== Activity ==
What's needed is a word-for-word retyping of the entries below, pictures omitted.
Records supplied below:
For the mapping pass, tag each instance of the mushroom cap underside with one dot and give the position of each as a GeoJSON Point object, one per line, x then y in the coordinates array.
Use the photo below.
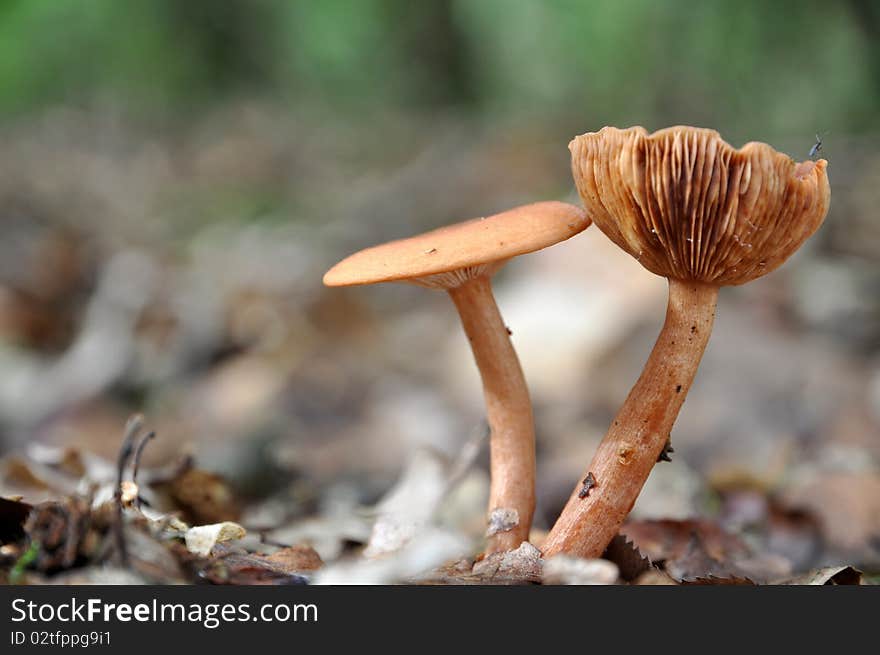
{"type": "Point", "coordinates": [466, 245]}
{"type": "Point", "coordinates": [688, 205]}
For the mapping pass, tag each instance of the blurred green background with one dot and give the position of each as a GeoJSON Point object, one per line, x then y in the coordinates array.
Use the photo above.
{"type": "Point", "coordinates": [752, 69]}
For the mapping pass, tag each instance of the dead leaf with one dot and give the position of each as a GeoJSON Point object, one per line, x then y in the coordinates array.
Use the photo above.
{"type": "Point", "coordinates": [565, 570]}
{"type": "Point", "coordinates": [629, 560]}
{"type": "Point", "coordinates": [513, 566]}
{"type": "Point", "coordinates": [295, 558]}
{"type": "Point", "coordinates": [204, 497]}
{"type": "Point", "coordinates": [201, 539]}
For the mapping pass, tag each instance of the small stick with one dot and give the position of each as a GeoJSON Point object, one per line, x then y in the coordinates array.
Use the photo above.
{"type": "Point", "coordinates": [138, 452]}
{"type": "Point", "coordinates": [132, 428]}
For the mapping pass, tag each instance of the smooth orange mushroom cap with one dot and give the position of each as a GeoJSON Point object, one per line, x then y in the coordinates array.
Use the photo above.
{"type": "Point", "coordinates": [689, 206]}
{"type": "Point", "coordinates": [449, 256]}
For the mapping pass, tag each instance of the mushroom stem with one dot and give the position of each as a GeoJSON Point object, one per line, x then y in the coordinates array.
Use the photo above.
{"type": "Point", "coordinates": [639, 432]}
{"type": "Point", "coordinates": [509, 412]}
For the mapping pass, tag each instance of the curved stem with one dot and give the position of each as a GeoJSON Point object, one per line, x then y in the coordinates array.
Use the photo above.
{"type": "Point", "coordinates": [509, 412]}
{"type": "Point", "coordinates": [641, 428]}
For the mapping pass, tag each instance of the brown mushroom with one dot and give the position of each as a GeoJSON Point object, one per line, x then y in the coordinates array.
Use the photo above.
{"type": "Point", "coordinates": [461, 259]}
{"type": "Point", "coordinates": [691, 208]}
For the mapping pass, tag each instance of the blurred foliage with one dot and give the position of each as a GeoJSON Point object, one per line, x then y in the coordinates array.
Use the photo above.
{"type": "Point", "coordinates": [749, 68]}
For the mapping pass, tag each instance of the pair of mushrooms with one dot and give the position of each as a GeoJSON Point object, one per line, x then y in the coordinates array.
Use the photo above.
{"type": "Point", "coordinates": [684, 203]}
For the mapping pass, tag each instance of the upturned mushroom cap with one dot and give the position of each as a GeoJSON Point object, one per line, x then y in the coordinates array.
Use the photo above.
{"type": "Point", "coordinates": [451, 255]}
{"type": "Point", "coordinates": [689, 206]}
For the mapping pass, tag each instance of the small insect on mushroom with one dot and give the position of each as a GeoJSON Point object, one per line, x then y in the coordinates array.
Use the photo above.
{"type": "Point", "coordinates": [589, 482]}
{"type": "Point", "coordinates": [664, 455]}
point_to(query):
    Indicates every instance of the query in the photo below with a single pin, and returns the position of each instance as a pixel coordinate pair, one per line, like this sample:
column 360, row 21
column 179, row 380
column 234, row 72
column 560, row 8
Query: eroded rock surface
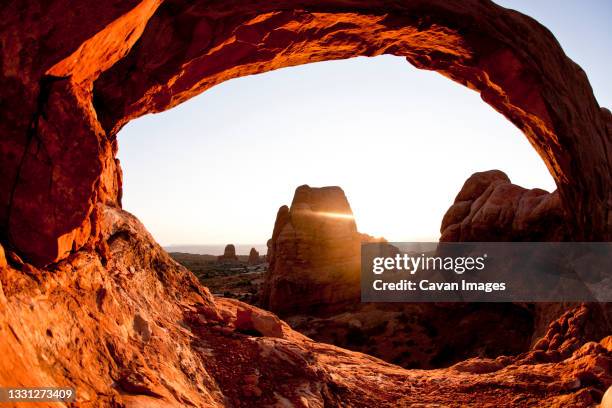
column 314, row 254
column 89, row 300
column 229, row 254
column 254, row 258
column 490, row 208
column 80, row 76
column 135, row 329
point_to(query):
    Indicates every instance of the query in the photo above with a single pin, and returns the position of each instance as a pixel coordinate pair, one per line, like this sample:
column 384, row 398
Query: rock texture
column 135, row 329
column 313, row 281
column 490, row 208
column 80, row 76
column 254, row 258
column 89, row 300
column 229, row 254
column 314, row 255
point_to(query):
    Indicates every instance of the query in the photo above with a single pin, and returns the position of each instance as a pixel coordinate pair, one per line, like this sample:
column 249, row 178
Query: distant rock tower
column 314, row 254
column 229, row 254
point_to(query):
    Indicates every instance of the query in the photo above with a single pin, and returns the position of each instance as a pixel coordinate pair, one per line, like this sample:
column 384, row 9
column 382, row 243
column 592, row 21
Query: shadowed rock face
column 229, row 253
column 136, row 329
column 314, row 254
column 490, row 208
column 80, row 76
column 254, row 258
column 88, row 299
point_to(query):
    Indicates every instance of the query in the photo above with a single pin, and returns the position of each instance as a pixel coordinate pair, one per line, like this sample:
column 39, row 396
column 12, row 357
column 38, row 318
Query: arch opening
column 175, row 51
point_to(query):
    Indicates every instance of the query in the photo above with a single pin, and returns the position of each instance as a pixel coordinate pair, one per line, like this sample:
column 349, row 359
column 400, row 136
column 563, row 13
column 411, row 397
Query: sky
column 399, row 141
End of Records supplied.
== Solution to this task ==
For the mapping pass, tag each instance of the mushroom cap underside with one dot and give the position of each as a GeoJSON Point object, one per line, x then y in the coordinates array.
Use the photo below.
{"type": "Point", "coordinates": [466, 245]}
{"type": "Point", "coordinates": [688, 205]}
For the mapping pass, tag each instance of the blurred green background with one dot and give the position of each as a GeoJSON Point object, one per line, x then y in the coordinates array.
Use the photo above.
{"type": "Point", "coordinates": [752, 69]}
For the mapping pass, tag each instance of the dead leaf with one dot and give the position of each as a GeoJSON Point object, one per line, x then y in the coordinates array.
Use the photo above.
{"type": "Point", "coordinates": [565, 570]}
{"type": "Point", "coordinates": [629, 560]}
{"type": "Point", "coordinates": [513, 566]}
{"type": "Point", "coordinates": [295, 558]}
{"type": "Point", "coordinates": [204, 497]}
{"type": "Point", "coordinates": [201, 539]}
For the mapping pass, tag each instance of the small stick with one dot and give the position of each as a GeoJSON Point object, one per line, x then y in the coordinates array.
Use the photo above.
{"type": "Point", "coordinates": [138, 452]}
{"type": "Point", "coordinates": [132, 428]}
For the mapping pass, tag each instance of the smooth orange mushroom cap with one dot and give the position of each as a GeoJSON Point object, one per line, x then y in the coordinates array.
Use the photo above.
{"type": "Point", "coordinates": [689, 206]}
{"type": "Point", "coordinates": [449, 256]}
For the mapping pass, tag each instance of the mushroom stem with one dot and give the position of each as a GeoJSON Point object, one per line, x then y in the coordinates array.
Use the photo above.
{"type": "Point", "coordinates": [639, 432]}
{"type": "Point", "coordinates": [509, 412]}
For the mapping pass, tag each instance of the curved stem with one dot and give the position of each as a GeoJSON Point object, one per line, x then y in the coordinates array.
Use the photo above.
{"type": "Point", "coordinates": [509, 412]}
{"type": "Point", "coordinates": [641, 428]}
For the mapping pass, tag each instance of the brown mushroom with one dot and give the position of each as a GeoJSON Point object, one per line, x then y in the coordinates array.
Use the photo above.
{"type": "Point", "coordinates": [461, 259]}
{"type": "Point", "coordinates": [691, 208]}
For the mapping pass, tag each instance of the blurred foliage with one dot and give the position of each as a GeoJSON Point object, one per line, x then y in the coordinates array.
Use the photo above.
{"type": "Point", "coordinates": [749, 68]}
For the mapping pass, tag each instance of the pair of mushrooms with one dot and give the position of each as a GeoJSON Point object, one per line, x then y in the coordinates array.
Use the photo above.
{"type": "Point", "coordinates": [684, 203]}
For the mapping pass, tag each instance of the upturned mushroom cap with one dot and give the position of each as a GeoJSON Point object, one per line, x then y in the coordinates array.
Use the photo above.
{"type": "Point", "coordinates": [451, 255]}
{"type": "Point", "coordinates": [689, 206]}
For the mapping pass, tag each instance of the small insect on mushroom with one dot and give the position of each as a GeoJSON Point object, one per line, x then y in the coordinates array.
Use the photo above.
{"type": "Point", "coordinates": [589, 482]}
{"type": "Point", "coordinates": [664, 455]}
point_to(query):
    Indicates every instance of the query in the photo below with a single pin, and returns the position of each instance as a pixel coordinate pair, one per line, like this sample:
column 360, row 21
column 179, row 380
column 234, row 72
column 560, row 8
Query: eroded rock surface
column 314, row 254
column 89, row 300
column 229, row 254
column 254, row 258
column 490, row 208
column 80, row 76
column 135, row 329
point_to(query):
    Indicates every instance of the query in the photo above with a single pin, and returns the position of each instance as a pixel coordinate pair, one per line, like this sample:
column 384, row 398
Query: rock texture
column 135, row 329
column 313, row 281
column 490, row 208
column 80, row 76
column 254, row 258
column 89, row 300
column 229, row 254
column 314, row 255
point_to(query):
    Indicates every instance of the query in the photo above with a single pin, and returns the position of each instance as a pixel coordinate pair, one per line, like this sample:
column 249, row 178
Query: distant rock tower
column 314, row 254
column 229, row 254
point_to(query):
    Indicates every instance of the query in the photo above with a single pin, and returns the position of each instance as a pixel coordinate pair, one per line, like this sample:
column 384, row 9
column 382, row 243
column 592, row 21
Query: shadowed rock face
column 229, row 253
column 136, row 329
column 314, row 254
column 490, row 208
column 80, row 76
column 254, row 258
column 88, row 299
point_to(query):
    Indicates every instance of the query in the photo above with a single pin, and returns the position of each instance as a pixel coordinate pair, one per line, like this sample:
column 39, row 396
column 12, row 357
column 38, row 318
Query: arch opening
column 175, row 51
point_to(query):
    Indicates every instance of the query in the photo above with a single pin, and returns the position of each instance as a pixel coordinate pair, one per line, like this sample:
column 349, row 359
column 400, row 136
column 563, row 13
column 411, row 397
Query: sky
column 399, row 141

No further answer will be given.